# [DOCUMENT TEXT]
—————

Let the right hand side be $ϵ$, so

$$\begin{array}{c}\hfill t=\sqrt{2{(2/\eta -1)}^2{M}^{2}log(2/ϵ)}.\end{array}$$

(16)

□

The first-order equivalence of $\widehat{\tau }$ and ${\widehat{\tau }}^{*}$ is important. If there are high-dimensional covariates, the convergence rates of fitted models usually cannot achieve the rate of $O_p\left(n^{-1/2}\right)$. In addition, the risk decay assumption allows nonparametric estimation of models, for example, by spline or kernel regression. Provided that the estimated models do not converge too slowly, the AIPW estimator $\widehat{\tau }$ can enjoy good asymptotic and non-asymptotic properties similar to those of the oracle estimator ${\widehat{\tau }}^{*}$.

3.2. Mean Outcome in the Observed Group

We can also study the non-asymptotic bound for ${\tau }_1=E(Y\mid Z=1)$. This estimate can be estimated by

$$\begin{array}{c}\hfill {\widehat{\tau }}_1=\frac{{\sum }_{i=1}^n{Z}_i{Y}_i}{{\sum }_{i=1}^n{Z}_i},\end{array}$$

(17)

—————

# [ENTRIES]

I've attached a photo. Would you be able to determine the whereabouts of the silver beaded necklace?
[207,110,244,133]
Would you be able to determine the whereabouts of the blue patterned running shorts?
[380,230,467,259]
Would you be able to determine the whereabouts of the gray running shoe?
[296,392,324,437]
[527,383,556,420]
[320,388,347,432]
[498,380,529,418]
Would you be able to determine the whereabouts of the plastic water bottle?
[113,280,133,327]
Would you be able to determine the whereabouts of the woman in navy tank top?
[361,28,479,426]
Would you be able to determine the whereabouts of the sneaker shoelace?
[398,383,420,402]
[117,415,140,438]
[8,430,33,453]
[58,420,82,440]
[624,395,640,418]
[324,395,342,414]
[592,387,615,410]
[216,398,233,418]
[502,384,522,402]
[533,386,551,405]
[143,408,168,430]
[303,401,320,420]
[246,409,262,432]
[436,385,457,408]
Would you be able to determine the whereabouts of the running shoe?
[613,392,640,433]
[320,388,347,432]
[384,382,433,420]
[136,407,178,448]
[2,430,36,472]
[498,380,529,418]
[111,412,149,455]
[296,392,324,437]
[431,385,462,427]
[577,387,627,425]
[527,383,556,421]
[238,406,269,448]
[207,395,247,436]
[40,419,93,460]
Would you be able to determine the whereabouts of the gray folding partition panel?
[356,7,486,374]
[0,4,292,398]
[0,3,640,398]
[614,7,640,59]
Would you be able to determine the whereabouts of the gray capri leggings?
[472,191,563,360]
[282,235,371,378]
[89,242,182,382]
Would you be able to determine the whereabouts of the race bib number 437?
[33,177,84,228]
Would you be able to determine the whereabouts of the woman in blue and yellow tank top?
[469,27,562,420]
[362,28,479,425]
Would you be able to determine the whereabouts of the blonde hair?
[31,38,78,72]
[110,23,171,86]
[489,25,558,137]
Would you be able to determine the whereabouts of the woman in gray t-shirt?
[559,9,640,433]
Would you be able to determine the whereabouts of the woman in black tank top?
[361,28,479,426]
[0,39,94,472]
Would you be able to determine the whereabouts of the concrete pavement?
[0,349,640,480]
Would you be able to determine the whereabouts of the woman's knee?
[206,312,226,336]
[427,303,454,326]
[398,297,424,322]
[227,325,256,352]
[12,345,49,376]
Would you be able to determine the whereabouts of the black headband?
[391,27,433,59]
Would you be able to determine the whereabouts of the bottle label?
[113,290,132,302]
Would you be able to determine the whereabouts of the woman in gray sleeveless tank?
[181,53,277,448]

—————

# [EXERCISE]
Write the next part of the statistics text on non-asymptotic bounds for the AIPW estimator, picking up right after equation (17).

# [RESULT OF THIS TASK]
where no nuisance models are involved. This empirical average estimator ${\widehat{\tau }}_1$ is unbiased and consistent for ${\tau }_1$, because

$$\begin{array}{cc}\hfill E\left({\widehat{\tau }}_1\right)& =E\left\{\frac{{\sum }_{i=1}^n{Z}_i{Y}_i}{{\sum }_{i=1}^n{Z}_i}\right\}\hfill \\ \hfill & =E\left[E\left\{\frac{{\sum }_{i=1}^n{Z}_i{Y}_i}{{\sum }_{i=1}^n{Z}_i}|Z_1,\dots ,Z_n\right\}\right]\hfill \\ \hfill & =E\left\{\frac{{\sum }_{i=1}^n{Z}_i·E(Y_i\mid Z_i)}{{\sum }_{i=1}^n{Z}_i}\right\}\hfill \\ \hfill & =E\left\{\frac{{\sum }_{i=1}^n{Z}_i·E(Y_i\mid Z_i=1)}{{\sum }_{i=1}^n{Z}_i}\right\}\hfill \\ \hfill & ={\tau }_1.\hfill \end{array}$$

The double robustness of ${\widehat{\tau }}_1$ is trivial because the propensity score model and the outcome regression model are not involved.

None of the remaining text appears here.